President Volodymyr Zelenskyy and Prime Minister Justin Trudeau.

OTTAWA – A global summit organized to support Ukraine’s reform process was the logical venue for Ukraine’s new president to make his first overseas trip and North American debut with Ukrainian First Lady Olena Zelenska.

Attending the third annual Ukraine Reform Conference in Toronto – a gathering of more than 800 representatives of 37 countries and 10 international organizations – along with receiving a red-carpet welcome, signing bilateral agreements and obtaining further funding from the Canadian government made Volodymyr Zelenskyy’s decision to interrupt his campaigning for Ukraine’s July 21 parliamentary election an astute move to demonstrate his statecraft skills back home.

Presidential Office of Ukraine

Prime Minister Justin Trudeau of Canada, President Volodymyr Zelenskyy of Ukraine and Canada’s Minister of Foreign Affairs Chrystia Freeland with participants of the Ukraine Reform Conference in Toronto.

Arriving in Toronto at 6 p.m. on Canada Day, July 1, the 41-year-old neophyte politician spent the next day in the city on a jammed near 13-hour public schedule that began with a 7:45 a.m. working breakfast with Canadian Foreign Affairs Minister Chrystia Freeland. The day’s schedule also included several meetings with international officials, members of the Ukrainian Canadian community and Prime Minister Justin Trudeau; a visit to the Holodomor Memorial; an address to the Ukraine Reform Conference; and a dinner in his honor hosted by Mr. Trudeau.

The July 2-4 itinerary offered many opportunities for Mr. Zelenskyy to demonstrate how he has transitioned from playing a president on television (in the Ukrainian series “Servant of the People”) to filling that role as Ukraine’s sixth head of state since his May 20 inauguration. A natural showman, he did not disappoint in terms of style.

“I would like to deliver my speech in a language that is well understood in this country and almost official – it’s Ukrainian,” said the diminutive, gravely voiced president at his July 2 joint news conference with the towering Prime Minister Trudeau.

> EXTRACTED RECORDS:
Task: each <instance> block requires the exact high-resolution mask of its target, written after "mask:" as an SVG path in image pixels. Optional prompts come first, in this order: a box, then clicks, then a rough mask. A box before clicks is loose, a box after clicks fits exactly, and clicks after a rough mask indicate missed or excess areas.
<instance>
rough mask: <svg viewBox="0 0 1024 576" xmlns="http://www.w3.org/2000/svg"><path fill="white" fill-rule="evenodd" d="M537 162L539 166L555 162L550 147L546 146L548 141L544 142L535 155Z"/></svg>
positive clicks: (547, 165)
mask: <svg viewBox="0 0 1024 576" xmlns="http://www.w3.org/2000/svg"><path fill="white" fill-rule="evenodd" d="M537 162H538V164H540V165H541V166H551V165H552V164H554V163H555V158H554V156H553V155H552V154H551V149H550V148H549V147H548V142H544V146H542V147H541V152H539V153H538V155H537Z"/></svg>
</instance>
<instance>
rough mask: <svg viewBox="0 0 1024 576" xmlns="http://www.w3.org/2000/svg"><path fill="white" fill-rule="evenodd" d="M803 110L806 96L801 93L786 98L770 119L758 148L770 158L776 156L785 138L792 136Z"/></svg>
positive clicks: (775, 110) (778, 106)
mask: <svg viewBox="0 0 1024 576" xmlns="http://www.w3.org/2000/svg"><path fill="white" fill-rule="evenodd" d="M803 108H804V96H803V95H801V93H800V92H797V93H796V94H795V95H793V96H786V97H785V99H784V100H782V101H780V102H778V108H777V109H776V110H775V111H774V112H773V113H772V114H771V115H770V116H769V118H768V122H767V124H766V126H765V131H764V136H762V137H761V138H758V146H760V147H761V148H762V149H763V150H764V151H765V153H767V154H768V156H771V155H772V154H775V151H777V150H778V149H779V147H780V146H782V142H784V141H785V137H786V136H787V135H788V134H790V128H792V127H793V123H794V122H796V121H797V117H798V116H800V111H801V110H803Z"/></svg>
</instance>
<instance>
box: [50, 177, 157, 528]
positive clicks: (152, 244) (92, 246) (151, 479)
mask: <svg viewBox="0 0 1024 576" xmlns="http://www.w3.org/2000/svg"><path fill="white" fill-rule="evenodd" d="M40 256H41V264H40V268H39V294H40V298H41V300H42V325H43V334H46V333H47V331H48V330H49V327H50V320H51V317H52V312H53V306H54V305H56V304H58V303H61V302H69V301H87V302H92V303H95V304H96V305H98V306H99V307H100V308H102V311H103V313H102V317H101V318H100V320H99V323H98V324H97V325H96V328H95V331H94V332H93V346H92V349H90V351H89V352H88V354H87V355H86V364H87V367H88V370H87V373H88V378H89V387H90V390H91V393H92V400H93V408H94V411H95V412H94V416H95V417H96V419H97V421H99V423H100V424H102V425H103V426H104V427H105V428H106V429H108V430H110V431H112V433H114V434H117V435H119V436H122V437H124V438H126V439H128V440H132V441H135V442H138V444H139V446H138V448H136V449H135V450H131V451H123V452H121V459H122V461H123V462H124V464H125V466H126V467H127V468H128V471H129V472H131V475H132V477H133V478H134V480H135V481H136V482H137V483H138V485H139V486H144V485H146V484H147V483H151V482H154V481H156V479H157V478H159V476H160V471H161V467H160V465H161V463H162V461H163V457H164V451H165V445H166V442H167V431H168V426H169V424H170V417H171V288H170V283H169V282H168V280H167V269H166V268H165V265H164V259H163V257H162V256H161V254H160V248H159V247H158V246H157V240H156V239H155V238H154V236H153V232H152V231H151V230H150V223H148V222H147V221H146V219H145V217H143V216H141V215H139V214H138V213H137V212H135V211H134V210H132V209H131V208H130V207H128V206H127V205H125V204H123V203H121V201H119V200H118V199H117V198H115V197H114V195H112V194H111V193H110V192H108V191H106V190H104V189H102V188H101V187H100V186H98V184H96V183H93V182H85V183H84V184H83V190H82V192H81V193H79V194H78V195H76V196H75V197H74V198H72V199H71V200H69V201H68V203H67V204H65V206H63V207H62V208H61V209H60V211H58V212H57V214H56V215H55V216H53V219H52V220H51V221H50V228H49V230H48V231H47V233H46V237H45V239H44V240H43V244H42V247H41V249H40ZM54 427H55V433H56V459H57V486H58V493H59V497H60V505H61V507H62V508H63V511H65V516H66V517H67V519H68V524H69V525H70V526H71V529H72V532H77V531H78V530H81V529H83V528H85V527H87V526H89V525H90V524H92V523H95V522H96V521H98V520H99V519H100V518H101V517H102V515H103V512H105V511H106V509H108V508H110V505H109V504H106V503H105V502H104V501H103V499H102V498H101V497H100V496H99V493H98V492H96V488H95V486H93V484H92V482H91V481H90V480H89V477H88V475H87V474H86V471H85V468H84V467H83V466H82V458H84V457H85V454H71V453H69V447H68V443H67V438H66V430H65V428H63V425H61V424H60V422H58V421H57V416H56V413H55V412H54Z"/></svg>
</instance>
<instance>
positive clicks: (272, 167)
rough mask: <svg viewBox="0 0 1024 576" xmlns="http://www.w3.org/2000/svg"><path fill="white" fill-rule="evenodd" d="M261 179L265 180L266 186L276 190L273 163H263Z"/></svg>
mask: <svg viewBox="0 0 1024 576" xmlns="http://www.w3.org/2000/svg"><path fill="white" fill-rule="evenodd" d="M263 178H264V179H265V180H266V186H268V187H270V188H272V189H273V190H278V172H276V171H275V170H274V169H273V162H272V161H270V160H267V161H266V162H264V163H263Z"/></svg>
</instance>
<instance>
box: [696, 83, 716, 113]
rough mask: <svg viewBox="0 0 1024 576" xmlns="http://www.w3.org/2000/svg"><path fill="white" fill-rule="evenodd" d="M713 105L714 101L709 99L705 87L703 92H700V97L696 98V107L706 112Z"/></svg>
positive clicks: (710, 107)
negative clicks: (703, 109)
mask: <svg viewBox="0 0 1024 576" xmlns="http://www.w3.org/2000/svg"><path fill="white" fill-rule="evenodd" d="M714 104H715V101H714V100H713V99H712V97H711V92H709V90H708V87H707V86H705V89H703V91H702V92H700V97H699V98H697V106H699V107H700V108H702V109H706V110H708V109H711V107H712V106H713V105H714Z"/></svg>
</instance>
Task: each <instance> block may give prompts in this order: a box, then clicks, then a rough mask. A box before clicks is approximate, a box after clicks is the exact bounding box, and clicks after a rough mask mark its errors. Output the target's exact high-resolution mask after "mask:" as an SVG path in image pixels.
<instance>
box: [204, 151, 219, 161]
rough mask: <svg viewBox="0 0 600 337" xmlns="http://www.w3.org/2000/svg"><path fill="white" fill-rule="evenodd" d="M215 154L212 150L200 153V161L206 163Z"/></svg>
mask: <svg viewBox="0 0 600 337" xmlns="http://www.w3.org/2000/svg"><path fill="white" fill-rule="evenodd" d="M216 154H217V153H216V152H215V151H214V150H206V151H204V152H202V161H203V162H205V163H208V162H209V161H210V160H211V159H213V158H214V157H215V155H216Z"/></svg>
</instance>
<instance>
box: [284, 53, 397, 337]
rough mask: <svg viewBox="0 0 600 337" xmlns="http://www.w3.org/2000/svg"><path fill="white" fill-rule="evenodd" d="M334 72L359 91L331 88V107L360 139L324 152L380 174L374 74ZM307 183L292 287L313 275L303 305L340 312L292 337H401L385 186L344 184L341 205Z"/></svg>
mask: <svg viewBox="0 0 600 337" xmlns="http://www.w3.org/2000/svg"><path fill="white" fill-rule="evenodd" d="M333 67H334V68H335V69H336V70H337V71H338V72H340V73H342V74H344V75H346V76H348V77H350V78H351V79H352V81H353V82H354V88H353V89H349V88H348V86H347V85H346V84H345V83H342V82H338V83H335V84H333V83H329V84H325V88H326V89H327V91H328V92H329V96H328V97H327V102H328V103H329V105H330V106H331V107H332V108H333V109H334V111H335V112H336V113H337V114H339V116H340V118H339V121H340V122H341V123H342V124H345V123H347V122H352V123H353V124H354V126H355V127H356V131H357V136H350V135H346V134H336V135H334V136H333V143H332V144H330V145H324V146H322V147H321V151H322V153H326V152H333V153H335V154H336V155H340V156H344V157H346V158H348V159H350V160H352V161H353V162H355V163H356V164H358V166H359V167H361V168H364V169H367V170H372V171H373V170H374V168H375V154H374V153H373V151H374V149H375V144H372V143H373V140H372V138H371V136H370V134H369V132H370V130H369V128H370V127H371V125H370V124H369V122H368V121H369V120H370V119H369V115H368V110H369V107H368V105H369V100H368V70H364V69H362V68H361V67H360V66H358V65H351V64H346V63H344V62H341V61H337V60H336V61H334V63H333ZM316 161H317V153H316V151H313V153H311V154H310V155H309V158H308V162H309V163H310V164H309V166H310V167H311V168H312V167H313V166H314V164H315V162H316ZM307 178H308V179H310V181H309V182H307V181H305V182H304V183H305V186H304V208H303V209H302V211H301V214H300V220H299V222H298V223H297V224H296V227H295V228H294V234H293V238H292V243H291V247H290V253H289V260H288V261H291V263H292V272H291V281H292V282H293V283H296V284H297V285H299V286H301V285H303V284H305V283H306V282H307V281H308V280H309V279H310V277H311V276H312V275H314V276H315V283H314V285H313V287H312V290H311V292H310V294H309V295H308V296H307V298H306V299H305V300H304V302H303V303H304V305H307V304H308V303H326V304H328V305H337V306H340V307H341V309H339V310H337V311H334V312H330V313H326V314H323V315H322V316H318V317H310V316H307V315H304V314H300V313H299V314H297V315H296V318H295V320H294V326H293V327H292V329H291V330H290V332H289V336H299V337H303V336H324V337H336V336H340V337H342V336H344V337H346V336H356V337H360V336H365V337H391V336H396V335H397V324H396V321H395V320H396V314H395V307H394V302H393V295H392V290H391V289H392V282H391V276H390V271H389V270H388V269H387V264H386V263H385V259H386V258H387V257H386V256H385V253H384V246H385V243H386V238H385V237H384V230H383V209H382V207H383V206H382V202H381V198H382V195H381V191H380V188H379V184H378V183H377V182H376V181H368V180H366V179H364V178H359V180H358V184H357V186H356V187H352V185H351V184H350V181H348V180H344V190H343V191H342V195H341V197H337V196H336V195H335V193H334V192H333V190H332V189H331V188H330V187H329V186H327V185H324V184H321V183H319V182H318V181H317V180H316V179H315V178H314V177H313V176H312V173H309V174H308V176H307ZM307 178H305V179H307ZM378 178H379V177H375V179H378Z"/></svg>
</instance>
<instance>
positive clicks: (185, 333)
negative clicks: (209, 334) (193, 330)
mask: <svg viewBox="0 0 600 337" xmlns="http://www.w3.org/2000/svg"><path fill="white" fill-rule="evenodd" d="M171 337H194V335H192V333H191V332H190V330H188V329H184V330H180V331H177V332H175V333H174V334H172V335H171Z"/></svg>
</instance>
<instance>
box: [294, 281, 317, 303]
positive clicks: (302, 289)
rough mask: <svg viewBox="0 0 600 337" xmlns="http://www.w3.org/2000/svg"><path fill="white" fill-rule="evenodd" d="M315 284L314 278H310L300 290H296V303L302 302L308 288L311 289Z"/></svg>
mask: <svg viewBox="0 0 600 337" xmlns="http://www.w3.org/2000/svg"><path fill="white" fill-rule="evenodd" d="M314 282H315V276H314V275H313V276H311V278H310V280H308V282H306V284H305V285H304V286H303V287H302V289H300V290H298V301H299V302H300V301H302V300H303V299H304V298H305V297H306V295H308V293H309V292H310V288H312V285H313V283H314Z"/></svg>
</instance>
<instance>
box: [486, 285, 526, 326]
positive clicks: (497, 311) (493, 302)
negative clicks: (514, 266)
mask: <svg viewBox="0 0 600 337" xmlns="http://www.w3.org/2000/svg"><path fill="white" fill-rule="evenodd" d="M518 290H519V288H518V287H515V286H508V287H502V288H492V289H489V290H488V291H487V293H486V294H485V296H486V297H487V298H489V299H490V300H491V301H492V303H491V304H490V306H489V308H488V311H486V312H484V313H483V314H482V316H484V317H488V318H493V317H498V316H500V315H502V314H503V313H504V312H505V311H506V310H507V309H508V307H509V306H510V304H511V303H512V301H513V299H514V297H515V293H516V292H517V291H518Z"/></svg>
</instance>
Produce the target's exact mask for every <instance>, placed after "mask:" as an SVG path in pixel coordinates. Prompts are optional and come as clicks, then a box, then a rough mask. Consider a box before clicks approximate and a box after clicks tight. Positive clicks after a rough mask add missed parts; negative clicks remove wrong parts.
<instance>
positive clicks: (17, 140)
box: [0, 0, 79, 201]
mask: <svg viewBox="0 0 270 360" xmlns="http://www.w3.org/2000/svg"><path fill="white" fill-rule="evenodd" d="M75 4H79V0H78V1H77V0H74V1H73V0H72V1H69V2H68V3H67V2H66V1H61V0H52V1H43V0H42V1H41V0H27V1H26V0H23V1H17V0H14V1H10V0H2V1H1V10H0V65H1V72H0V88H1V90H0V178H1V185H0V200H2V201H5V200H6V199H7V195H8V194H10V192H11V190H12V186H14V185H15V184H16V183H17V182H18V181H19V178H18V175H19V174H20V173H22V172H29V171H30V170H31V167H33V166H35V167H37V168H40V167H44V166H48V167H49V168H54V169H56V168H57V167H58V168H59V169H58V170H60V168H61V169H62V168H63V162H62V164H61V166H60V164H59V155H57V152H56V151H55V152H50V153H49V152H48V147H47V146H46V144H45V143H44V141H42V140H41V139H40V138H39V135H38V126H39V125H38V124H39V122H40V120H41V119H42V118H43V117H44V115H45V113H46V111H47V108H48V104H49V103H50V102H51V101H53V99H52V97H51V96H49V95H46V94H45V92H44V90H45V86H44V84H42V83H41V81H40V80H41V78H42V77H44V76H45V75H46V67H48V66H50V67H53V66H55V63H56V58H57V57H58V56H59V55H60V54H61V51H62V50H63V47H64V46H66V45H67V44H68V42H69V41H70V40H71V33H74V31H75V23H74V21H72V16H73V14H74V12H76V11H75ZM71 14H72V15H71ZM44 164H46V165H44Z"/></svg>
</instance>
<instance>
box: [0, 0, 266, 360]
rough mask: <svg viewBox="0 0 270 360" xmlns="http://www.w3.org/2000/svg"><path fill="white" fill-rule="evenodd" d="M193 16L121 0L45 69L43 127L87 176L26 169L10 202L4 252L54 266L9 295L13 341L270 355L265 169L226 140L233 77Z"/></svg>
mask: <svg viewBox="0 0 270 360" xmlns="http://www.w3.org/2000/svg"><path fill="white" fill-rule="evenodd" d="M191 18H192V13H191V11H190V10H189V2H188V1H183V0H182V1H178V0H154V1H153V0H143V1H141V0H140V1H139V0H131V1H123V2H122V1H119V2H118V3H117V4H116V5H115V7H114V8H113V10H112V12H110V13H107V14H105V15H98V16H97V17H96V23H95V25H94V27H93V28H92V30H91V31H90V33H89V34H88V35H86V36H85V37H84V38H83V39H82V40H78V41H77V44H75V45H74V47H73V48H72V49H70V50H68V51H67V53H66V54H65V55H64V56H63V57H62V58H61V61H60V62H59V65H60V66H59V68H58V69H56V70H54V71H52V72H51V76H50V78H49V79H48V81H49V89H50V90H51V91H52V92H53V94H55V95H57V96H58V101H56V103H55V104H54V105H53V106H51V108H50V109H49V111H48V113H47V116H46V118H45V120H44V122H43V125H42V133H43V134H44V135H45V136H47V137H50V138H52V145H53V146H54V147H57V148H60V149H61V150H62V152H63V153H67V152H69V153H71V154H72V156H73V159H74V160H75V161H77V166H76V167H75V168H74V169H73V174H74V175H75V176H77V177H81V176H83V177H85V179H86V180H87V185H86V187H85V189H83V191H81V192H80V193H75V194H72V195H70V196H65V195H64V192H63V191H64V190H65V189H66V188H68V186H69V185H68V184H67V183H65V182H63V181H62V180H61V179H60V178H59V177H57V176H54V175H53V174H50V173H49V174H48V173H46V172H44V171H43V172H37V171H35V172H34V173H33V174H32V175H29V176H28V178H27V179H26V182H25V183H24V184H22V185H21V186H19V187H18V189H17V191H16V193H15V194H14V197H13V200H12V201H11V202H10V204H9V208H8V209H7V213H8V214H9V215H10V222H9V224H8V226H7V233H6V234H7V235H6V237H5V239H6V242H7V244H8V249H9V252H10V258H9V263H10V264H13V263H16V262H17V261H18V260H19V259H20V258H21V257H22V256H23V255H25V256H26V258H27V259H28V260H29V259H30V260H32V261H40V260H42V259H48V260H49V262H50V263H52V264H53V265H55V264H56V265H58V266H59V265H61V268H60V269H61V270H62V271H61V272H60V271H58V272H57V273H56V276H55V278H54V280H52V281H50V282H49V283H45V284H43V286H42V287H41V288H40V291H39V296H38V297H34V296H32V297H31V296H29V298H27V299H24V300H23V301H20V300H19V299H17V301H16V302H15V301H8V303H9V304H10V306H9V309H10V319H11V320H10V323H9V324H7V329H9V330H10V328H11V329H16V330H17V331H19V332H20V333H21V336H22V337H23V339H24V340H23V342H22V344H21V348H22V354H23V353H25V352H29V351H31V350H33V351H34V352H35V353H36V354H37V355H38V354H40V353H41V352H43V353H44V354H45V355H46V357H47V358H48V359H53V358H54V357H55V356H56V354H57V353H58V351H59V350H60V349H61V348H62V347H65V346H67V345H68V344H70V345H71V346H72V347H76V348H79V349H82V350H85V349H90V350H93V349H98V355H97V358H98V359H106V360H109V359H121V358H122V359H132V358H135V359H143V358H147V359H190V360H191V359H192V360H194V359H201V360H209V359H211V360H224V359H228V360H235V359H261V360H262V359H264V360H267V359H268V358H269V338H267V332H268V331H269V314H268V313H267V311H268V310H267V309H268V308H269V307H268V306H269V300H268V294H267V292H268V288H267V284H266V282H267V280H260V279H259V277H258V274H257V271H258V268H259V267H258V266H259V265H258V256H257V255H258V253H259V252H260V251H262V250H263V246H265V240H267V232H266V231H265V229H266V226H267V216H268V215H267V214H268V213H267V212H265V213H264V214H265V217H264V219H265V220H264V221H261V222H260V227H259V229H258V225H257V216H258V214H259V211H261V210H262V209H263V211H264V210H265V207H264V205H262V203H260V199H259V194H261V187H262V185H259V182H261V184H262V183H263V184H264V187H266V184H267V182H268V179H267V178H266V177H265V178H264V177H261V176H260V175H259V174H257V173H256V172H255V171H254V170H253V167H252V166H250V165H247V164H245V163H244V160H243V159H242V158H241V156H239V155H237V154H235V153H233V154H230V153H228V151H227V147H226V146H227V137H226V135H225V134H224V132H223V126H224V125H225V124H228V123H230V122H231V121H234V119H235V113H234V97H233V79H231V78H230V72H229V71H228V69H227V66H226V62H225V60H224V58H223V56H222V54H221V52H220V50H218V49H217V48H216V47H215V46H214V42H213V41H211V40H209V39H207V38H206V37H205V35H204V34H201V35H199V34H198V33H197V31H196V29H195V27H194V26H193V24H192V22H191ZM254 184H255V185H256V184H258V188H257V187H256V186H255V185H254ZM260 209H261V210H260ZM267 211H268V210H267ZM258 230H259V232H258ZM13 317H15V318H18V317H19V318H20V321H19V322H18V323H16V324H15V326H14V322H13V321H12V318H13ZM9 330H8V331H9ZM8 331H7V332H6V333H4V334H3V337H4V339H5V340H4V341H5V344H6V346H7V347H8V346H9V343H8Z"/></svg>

> PROBLEMS TO WORK ON:
[1] According to the article on Zelenskyy's Toronto visit, who joined him for the 7:45 a.m. working breakfast on July 2?
[2] Carry on the article about Zelenskyy's Toronto visit from the point where it stops.
You can ignore the listing for this.

> RESPONSES BY TASK:
[1] Canadian Foreign Affairs Minister Chrystia Freeland.

[2]
“Yesterday, we took a walk in Toronto and I had a strange feeling that I am in my homeland – although 1,000 kilometers away from Ukraine – and somebody approaches you and says, ‘Can I take a selfie with you?’ – in Ukrainian!” he continued in Ukrainian.

Ukrainian World Congress

Ukrainian World Congress President Paul Grod (left) leads the panel discussion titled “Vision: Ukraine as a High Income Country.”

Following his lighthearted introduction, Mr. Zelenskyy turned to the more serious substance of his first public speech on Canadian soil. He spoke of his desire to reach a ceasefire in the battle-ravaged eastern region of Ukraine, rescue the 24 Ukrainian sailors detained and recover the Ukrainian ships seized by Russia last November in the Kerch Strait.

President Zelenskyy said he spoke to Prime Minister Trudeau of expanding the Canada-Ukraine Free Trade Agreement to include joint ventures in the area of information technology, and referred to one of two new bilateral tracts both leaders signed. “The Audiovisual Coproduction Treaty will help promote Canadian content in Ukraine, [and] once ratified… will facilitate feature film, television and digital productions by creating a framework for the pooling of creative and financial resources of Canadian and Ukrainian audiovisual producers,” according to a backgrounder from the prime minister’s office.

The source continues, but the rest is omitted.